— START GIVEN RECORDS —

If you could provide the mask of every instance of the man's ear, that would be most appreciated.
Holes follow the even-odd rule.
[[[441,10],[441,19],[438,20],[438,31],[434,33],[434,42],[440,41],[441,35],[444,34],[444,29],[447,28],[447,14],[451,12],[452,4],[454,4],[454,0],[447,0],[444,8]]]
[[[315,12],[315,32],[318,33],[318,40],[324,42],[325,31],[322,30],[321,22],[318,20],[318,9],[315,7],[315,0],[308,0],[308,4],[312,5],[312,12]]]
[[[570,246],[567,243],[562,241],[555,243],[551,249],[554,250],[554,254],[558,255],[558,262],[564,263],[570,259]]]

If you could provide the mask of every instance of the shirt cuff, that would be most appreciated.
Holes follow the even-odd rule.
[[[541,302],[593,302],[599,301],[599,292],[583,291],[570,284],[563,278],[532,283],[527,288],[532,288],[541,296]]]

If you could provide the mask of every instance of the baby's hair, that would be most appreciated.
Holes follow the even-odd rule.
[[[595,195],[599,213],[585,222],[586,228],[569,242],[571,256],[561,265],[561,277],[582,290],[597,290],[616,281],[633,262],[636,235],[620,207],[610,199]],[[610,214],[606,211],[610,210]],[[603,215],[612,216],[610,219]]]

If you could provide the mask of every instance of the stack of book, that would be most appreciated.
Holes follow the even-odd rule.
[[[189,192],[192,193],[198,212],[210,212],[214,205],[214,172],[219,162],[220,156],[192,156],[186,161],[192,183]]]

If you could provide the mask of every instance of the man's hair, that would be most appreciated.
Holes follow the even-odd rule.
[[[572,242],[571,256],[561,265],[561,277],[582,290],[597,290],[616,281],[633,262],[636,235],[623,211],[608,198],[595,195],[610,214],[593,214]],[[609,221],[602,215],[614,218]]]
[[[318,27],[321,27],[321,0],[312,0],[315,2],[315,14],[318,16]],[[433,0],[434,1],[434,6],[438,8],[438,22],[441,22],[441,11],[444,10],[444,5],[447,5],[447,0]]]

— END GIVEN RECORDS —

__DIRECTIVE__. Arrange the stretch of the data from the line containing "baby's hair, that would be most appreciated." through the end of the data as a Markdown table with the columns Index and Entry. Give each line its own numbered row and omit blank lines.

__TASK OUTPUT__.
| Index | Entry |
|---|---|
| 1 | If you could provide the mask of every instance of the baby's hair, that would be most appreciated. |
| 2 | Holes follow the even-odd rule. |
| 3 | [[[595,195],[599,213],[585,222],[586,228],[569,242],[571,256],[561,265],[561,277],[582,290],[597,290],[616,281],[633,262],[636,235],[620,207],[610,199]],[[610,214],[606,211],[610,210]],[[603,215],[612,216],[610,219]]] |
| 4 | If you could provide the mask of every instance of the stack of book, that would be most appreciated. |
| 5 | Holes follow the even-odd rule. |
| 6 | [[[189,192],[192,193],[198,212],[210,212],[214,205],[214,172],[219,162],[220,156],[192,156],[186,161],[192,183]]] |
| 7 | If you could provide the mask of every instance of the man's hair, that would be most appreciated. |
| 8 | Holes follow the even-odd rule. |
| 9 | [[[572,242],[571,256],[561,265],[561,277],[582,290],[597,290],[616,281],[633,262],[636,235],[623,211],[608,198],[595,195],[610,214],[593,214]],[[609,221],[602,215],[614,218]]] |
| 10 | [[[318,27],[321,27],[321,0],[312,0],[315,2],[315,14],[318,16]],[[433,0],[434,1],[434,6],[438,8],[438,22],[441,22],[441,11],[444,10],[444,5],[447,5],[447,0]]] |